Document excerpt:
= Beginning of Section =

Member of the Philippine House of Representatives from Rizal's 1st District
- In office June 30, 2016 – June 30, 2025
- Preceded by: Joel Duavit
- Succeeded by: Mia Ynares
- In office June 30, 2001 – June 30, 2010
- Preceded by: Gilberto Duavit Sr.
- Succeeded by: Joel Duavit

Personal details
- Born: Michael John Roy Duavit February 20, 1970 (age 56)
- Party: NPC (2001–present)
- Parents: Gilberto Duavit Sr. (father); Vilma Roy-Duavit (mother);
- Relatives: Gilberto Duavit Jr. (brother) Karl Roy (cousin)
- Education: De La Salle University
- Occupation: Politician

= Jack Duavit =

Filipino politician (born 1970)

Michael John "Jack" Roy Duavit (born February 20, 1970) is a Filipino politician, businessman and former audio engineer who served as the representative of Rizal's 1st congressional district from 2016 to 2025, and previously from 2001 to 2010. He has served as a party leader of the Nationalist People's Coalition (NPC) since the 2000s. Duavit was elected to the board of directors at GMA Network in 2015.

==Early life==
Duavit was born on February 20, 1970. He is the youngest son of former Rizal 1st District representative Gilberto Duavit Sr. and Vilma Roy. He is also the brother of former Rizal 1st District representative Joel Duavit, GMA Network president and CEO Gilberto Duavit Jr., and Judith Duavit-Vasquez. Duavit graduated from his primary education from Xavier School, and his secondary education from the Ateneo de Manila.

In De La Salle University, he earned his Bachelor of Science and Commerce major in Marketing Management. He also held a Recording Arts Engineering Degree at Full Sail Center for the Recording Arts Management Information Technology Program.

==Business career==
In his early career, he was the chairman, president and CEO of MRD Holdings & Investments. He was also the chairman and managing director of Puresound Trading, Inc.

Duavit managed as director for several private institutions, such as GMA Network Inc., Vigil Inc., Citynet Television, Inc., Rosmar Holdings, Inc. GMA New Media, Inc., and Social Investments Fund at Group Management & Development, Inc. Duavit was also the trustee of GMA Foundation, Inc., and Guronasyon Foundation, Inc.

==Political career==
A native of Binangonan, Rizal, Duavit ran in the 2001 local elections for the position of district representative for the 1st District of Rizal under the Nationalist People's Coalition and eventually won the seat. During his first full term, he served as the vice chairman of the House Committee on Economic Affairs, House Committee on Appropriations, and House Committee on Trade and Industry.

While on office, he received awards such as the "Youngest Delegate to represent a Major Political Party (NPC) from the First Philippine Political Parties Conference" and being voted as one of the "Top 20 New Congressman".

In the 2016 local elections, he again ran for the position of district representative for the 1st District of Rizal after being term-limited. Duavit managed to beat former Philippine Airlines president Avelino Zapanta and PDP-Laban candidate Willfrido Naval.

In the 2019 local elections, he ran for his fifth term, going against PDDS candidate Catalino Dazo. He won a landslide victory against him.

= End of Section =

[Dataset records]

= Beginning of Section =

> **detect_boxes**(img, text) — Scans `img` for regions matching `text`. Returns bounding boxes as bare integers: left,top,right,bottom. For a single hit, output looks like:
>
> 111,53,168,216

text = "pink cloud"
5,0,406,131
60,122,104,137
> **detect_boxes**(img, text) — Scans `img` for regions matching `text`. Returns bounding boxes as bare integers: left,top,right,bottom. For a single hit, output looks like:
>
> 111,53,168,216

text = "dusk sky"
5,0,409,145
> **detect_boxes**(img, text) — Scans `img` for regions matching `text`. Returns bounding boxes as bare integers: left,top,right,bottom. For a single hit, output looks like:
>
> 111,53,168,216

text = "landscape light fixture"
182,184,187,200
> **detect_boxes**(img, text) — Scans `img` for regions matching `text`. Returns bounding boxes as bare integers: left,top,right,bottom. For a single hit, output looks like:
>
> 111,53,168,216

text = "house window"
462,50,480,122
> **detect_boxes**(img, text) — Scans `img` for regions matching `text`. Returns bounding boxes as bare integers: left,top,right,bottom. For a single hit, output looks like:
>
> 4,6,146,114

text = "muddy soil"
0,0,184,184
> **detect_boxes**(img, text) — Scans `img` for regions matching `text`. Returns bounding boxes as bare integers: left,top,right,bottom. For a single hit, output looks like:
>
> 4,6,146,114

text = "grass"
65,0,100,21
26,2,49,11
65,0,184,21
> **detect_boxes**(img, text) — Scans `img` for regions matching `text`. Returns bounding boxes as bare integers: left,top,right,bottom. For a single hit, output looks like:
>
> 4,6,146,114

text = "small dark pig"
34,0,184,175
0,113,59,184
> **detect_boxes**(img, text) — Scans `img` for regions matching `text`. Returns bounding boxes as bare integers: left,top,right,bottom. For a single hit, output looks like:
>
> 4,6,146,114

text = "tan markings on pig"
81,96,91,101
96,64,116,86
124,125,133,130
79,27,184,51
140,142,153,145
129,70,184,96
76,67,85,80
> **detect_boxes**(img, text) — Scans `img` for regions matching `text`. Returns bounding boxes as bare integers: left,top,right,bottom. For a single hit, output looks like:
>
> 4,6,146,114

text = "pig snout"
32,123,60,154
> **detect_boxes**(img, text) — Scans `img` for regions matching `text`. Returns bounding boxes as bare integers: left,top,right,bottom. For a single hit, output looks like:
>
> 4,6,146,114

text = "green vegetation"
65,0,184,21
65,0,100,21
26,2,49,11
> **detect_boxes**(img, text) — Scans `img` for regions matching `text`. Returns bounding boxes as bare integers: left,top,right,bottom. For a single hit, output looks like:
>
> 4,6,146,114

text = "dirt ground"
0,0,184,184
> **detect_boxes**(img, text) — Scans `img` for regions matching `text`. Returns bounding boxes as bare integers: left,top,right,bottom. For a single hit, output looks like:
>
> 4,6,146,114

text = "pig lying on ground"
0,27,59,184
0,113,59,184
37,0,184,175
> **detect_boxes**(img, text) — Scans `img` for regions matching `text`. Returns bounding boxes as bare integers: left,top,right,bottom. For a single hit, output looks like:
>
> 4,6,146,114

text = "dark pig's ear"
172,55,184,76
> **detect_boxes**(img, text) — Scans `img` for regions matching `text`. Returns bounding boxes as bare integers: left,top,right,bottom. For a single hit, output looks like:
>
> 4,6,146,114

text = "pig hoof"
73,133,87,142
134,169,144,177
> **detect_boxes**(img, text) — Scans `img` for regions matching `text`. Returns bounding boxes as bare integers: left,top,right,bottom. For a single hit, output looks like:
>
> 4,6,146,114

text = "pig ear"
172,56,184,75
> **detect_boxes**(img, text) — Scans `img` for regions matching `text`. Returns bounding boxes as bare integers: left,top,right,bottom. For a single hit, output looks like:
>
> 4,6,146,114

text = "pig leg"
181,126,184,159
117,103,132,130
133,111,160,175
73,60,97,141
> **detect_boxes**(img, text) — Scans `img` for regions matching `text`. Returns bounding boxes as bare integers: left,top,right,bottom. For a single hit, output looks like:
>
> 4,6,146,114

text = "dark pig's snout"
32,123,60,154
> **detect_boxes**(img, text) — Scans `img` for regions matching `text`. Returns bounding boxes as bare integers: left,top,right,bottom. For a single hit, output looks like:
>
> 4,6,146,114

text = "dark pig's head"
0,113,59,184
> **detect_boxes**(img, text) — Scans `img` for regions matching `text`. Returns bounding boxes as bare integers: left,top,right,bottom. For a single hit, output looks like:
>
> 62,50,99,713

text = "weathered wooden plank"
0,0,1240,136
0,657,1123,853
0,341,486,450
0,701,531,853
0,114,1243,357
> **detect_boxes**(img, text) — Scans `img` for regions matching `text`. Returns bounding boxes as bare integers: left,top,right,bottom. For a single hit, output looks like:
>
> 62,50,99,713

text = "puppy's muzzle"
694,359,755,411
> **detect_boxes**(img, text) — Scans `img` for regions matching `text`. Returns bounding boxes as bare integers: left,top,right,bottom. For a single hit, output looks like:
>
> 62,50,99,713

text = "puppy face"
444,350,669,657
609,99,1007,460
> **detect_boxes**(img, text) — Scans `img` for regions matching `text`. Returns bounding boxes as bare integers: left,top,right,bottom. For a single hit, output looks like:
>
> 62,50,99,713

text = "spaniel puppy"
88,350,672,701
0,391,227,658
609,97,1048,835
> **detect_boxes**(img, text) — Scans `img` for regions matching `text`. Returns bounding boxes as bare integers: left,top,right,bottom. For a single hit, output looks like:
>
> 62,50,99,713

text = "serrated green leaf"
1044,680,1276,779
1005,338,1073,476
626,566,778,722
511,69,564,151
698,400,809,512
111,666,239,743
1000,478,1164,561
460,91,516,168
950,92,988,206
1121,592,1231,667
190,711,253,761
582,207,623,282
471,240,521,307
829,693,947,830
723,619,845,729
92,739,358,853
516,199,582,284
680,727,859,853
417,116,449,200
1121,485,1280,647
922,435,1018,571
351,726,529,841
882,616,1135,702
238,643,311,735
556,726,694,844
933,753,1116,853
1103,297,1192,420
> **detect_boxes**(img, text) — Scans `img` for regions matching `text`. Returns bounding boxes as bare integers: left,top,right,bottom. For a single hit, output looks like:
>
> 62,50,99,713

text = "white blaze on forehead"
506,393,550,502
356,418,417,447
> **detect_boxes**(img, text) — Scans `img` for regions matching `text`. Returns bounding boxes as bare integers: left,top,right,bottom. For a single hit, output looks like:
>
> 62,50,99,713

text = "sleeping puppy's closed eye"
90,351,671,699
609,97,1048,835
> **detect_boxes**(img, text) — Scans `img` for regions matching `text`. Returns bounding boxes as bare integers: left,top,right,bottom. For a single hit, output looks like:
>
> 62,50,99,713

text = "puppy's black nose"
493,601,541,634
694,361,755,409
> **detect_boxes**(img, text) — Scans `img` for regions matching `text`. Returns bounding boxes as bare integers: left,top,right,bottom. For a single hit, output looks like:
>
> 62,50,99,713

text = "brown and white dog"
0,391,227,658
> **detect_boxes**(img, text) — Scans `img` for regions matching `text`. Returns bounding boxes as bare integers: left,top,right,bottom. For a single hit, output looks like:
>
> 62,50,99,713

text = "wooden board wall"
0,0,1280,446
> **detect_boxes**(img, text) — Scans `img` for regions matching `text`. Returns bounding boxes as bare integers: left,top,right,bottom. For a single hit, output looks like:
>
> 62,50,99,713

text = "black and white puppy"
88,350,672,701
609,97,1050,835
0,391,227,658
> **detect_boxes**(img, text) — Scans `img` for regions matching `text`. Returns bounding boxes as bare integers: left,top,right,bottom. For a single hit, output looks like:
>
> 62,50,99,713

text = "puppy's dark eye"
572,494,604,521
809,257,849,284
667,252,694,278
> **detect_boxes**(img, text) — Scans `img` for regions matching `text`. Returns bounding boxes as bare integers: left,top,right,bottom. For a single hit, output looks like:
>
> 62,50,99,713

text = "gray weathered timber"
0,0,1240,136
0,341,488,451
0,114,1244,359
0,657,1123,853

= End of Section =

Brief: Copy the text on Jack Duavit from "Member of the" up to and including "Karl Roy (cousin)", replacing "Succeeded by" with "Followed by". The rows above play no part in what comes next.

Solution to the exercise:
Member of the Philippine House of Representatives from Rizal's 1st District
- In office June 30, 2016 – June 30, 2025
- Preceded by: Joel Duavit
- Followed by: Mia Ynares
- In office June 30, 2001 – June 30, 2010
- Preceded by: Gilberto Duavit Sr.
- Followed by: Joel Duavit

Personal details
- Born: Michael John Roy Duavit February 20, 1970 (age 56)
- Party: NPC (2001–present)
- Parents: Gilberto Duavit Sr. (father); Vilma Roy-Duavit (mother);
- Relatives: Gilberto Duavit Jr. (brother) Karl Roy (cousin)